◆ Text passage
╔══
Crypto's Reality Check: Bitcoin's $40,000 Plunge
The carnage in crypto was spectacular:
Bitcoin slid from $120K to $82K with barely any relief
Liquidations: Around $2 billion in crypto positions wiped out
ETF outflows: U.S.-listed spot Bitcoin ETFs recorded about $3.79 billion in net outflows in November, the largest monthly outflow since these funds launched
This is what happens when the "Fed put" evaporates. Bitcoin rallied on rate cut expectations; when those expectations reversed, leveraged longs got liquidated. The repricing isn't over.
Defensive Rotation: Real or Head Fake?
The sector performance tells a clear story:
Is this the start of a sustained rotation, or just a two-week blip?
The case for defensives:
Recession odds are rising (J.P. Morgan pegs it at 60%)
Tariff uncertainty is building
Tech valuations are stretched
Rate cuts favor dividend-paying defensive stocks
The case against:
Historically, defensive outperformance is short-lived in bull markets
If the Fed cuts in December, risk-on resumes
AI isn't dead, just repricing
Small caps and value have struggled despite rotation narrative
Overweight defensives through year-end, but stay nimble. This isn't 2008 — it's a vol spike, not a credit crisis.
🧭 Tactical Map: Where to Lean In
Healthcare defensive plays: Eli Lilly, Johnson & Johnson, and CVS for structural growth + safety
Utilities with pricing power: NextEra, Duke Energy for 3%+ yields in a lower-rate environment
Energy shorts or hedges: If peace talks gain traction, oil has another 10-15% downside
Selective tech on dips: Nvidia, Oracle, and Palantir are oversold but require tight stops
Gold as insurance: Not a trade, but 5-10% portfolio allocation protects against geopolitical shocks
🔍 Theme to Watch: The End of Free Money for AI
For two years, AI infrastructure spending operated in a fantasy world:
Hyperscalers borrowed at low rates
VCs threw cash at anything with "AI" in the pitch deck
Nvidia couldn't manufacture chips fast enough
That's changing.
While AI compute demand is likely to scale higher, the financing environment is tightening. Corporate bond spreads need to widen, and suddenly investors care about cash-on-cash returns, not just "strategic positioning."
This doesn't kill AI — it makes it real:
Winners: Companies with actual revenue models (Anthropic, OpenAI enterprise, Salesforce AI) will thrive
Losers: Zombie startups burning $50M/month on GPUs will die
Investors: Need to be extremely selective — not all AI exposure is created equal
Why it matters: If AI capex growth slows from 50% annually to 20%, Nvidia's revenue projections get cut in half. That's why the stock sold off despite great earnings. The market is front-running a slowdown that may or may not materialize. Opportunity for contrarians, trap for momentum chasers.
📅 Forward View: November 25-29, 2025
Key Events:
Tuesday (Nov 26):
Initial jobless claims — watch for shutdown-related distortions
Wednesday (Nov 27):
Early close for holiday
Light volume, don't overinterpret moves
Thursday (Nov 28):
Thanksgiving — markets closed
Friday (Nov 29):
Markets early close* - U.S.
Key levels:
S&P 500 support: 6,500 (psychological). Break below and we test 6,400
10Y yield resistance: 4.15%. Break above signals Fed pause fears
Nasdaq support: 22,000. Losing this opens 21,500
💬 Final Words
This was the week the AI trade blinked. Not died — blinked. The repricing from "infinite capex growth" to "show me the ROI" is healthy, even if it hurts. But make no mistake: the Fed is still navigating blind (no October jobs data thanks to the shutdown), oil is collapsing on peace hopes, and crypto just got a reality check.
Our edge at Daly AM? We don't panic-sell into headlines or YOLO into hype. We build systematic, data-driven strategies that adapt when consensus breaks.
— The Daly AM Team
Disclosures: This newsletter is for informational purposes only and does not constitute investment advice. Past performance is not indicative of future results. Always conduct your own due diligence or consult with a financial advisor before making investment decisions.
╚══
◆ Source data
╔══
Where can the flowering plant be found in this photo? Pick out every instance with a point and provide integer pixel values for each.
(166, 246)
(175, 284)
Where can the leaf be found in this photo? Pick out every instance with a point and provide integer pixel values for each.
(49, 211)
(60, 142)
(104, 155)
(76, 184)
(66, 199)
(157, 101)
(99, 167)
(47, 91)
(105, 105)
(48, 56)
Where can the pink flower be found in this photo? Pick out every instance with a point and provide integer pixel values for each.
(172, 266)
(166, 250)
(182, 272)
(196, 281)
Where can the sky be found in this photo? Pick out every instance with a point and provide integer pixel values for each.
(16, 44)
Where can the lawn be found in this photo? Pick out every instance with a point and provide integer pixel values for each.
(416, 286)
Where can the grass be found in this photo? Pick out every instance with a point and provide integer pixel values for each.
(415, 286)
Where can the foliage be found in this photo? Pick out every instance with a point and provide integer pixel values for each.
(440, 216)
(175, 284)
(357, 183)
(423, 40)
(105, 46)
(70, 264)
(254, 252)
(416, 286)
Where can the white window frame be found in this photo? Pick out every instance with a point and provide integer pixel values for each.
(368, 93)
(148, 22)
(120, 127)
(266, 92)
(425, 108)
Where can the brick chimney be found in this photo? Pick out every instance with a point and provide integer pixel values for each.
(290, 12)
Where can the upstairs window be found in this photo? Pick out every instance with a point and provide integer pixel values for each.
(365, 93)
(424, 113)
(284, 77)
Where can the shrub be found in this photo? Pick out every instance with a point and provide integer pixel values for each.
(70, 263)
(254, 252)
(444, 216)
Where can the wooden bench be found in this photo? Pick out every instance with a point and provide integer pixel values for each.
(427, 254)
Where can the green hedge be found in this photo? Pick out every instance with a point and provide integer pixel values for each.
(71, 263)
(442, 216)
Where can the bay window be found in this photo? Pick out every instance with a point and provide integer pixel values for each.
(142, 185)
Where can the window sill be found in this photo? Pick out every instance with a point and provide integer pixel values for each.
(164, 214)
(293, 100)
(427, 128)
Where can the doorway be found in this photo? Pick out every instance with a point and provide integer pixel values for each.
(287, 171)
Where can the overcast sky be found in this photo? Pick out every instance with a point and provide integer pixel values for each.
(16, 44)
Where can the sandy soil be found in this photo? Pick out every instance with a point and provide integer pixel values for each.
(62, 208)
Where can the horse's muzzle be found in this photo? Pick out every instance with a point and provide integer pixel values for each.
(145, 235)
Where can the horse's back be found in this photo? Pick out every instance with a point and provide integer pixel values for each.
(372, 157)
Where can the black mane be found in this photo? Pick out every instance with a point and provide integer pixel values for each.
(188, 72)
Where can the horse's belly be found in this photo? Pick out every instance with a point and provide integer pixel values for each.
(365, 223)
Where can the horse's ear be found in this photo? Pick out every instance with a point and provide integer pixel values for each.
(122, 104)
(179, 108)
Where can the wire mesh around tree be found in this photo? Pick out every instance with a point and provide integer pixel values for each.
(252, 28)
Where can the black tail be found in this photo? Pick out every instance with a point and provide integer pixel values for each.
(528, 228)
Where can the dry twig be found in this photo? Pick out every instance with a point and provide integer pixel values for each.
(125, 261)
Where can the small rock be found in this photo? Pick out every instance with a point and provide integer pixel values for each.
╚══
◆ Complete the following
#1 Transcribe the part of the market newsletter starting with "The sector performance" and going on through "pegs it at 60%)".
#2 According to the market newsletter, how much did U.S.-listed spot Bitcoin ETFs record in net outflows in November?

◆ Answers for this exercise
#1
The sector performance tells a clear story:
Is this the start of a sustained rotation, or just a two-week blip?
The case for defensives:
Recession odds are rising (J.P. Morgan pegs it at 60%)

#2 About $3.79 billion.